(Stored data)
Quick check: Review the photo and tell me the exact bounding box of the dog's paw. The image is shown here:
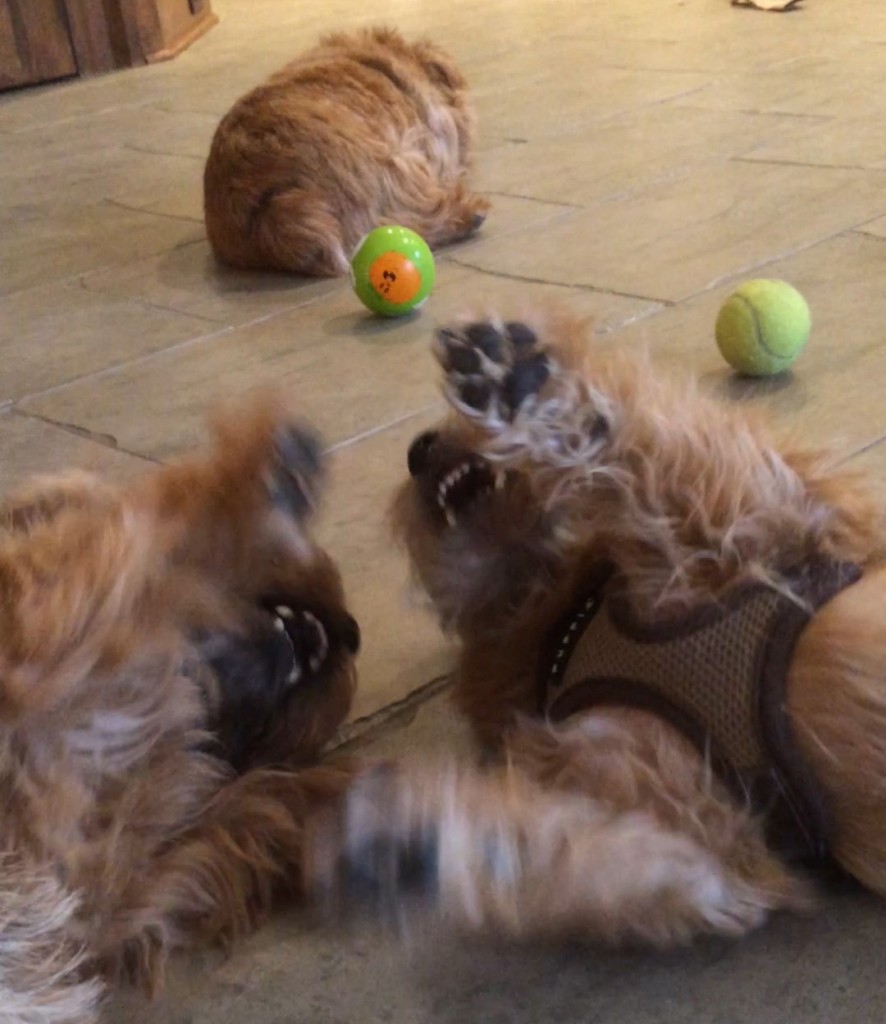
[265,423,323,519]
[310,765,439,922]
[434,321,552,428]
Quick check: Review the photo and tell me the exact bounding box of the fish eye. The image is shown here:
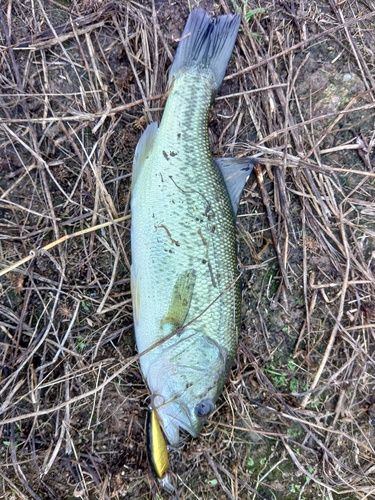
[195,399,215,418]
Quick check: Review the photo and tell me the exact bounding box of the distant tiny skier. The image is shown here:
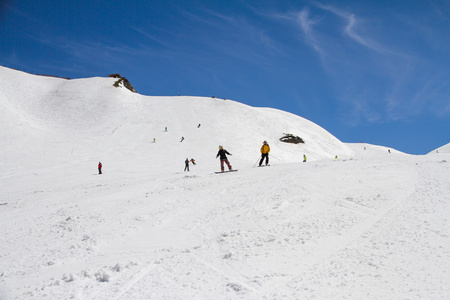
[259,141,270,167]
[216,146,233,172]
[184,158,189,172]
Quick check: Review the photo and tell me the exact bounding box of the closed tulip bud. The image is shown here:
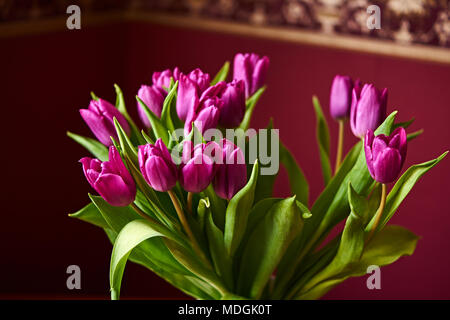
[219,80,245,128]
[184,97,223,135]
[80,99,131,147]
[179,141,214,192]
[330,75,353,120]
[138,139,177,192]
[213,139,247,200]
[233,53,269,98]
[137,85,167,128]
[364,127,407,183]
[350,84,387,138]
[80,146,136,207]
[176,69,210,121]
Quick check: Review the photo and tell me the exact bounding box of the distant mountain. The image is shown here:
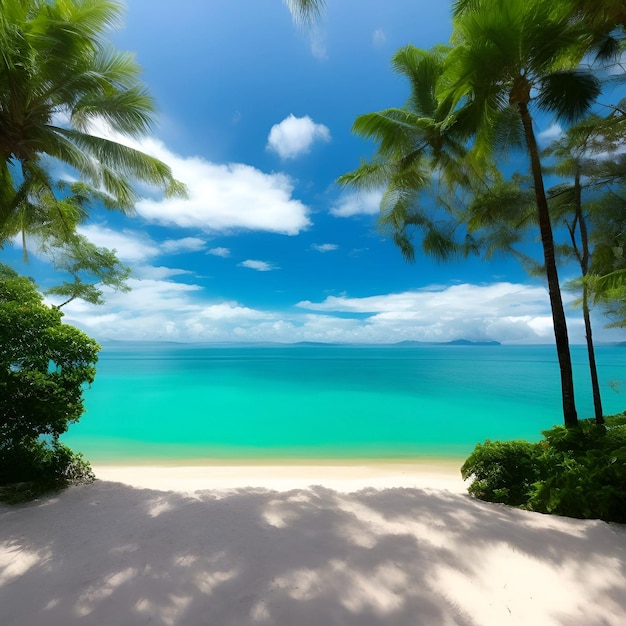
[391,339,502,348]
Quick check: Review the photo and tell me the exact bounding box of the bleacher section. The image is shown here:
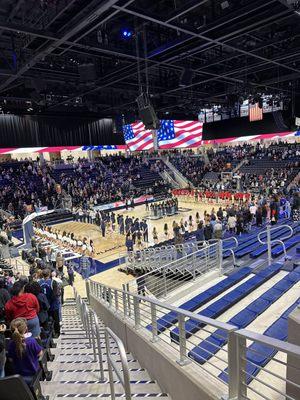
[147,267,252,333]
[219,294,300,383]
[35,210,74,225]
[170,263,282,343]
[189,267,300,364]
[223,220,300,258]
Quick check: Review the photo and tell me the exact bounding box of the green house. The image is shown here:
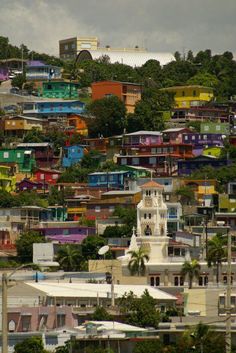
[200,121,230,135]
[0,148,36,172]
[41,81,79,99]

▶ Challenge:
Lay out the lines of the listing above as a JSON list of strings, one string per line and no blank lines, running from the line with "the distant tiny" to the line with "[223,220,300,258]", both included. Leave the pictures out of the answer.

▶ Complete answer:
[
  "Quick check: Review the photo and tell me the exact bounding box of the distant tiny skier. The image is shown here:",
  "[259,141,270,167]",
  "[216,146,233,172]",
  "[184,158,189,172]",
  "Quick check: Review the photo and tell me the exact bounding box of the closed tulip bud. The image is shown here:",
  "[219,80,245,128]",
  "[184,97,223,135]",
  "[80,99,131,147]",
  "[179,141,214,192]",
  "[330,75,353,120]",
  "[138,139,177,192]",
  "[213,139,247,200]",
  "[233,53,269,98]",
  "[137,85,167,128]",
  "[364,127,407,183]",
  "[350,84,387,138]",
  "[80,146,136,207]",
  "[176,69,210,121]",
  "Quick check: Review the photo and tell me the exact bounding box of the distant mountain. The image is shown here:",
  "[391,339,502,348]",
  "Quick check: Review the photo and tell me the exact bounding box of the bleacher section. The image is shown here:",
  "[147,267,252,333]",
  "[219,294,300,383]",
  "[35,210,74,225]",
  "[170,263,282,343]",
  "[189,267,300,364]",
  "[223,220,300,258]"
]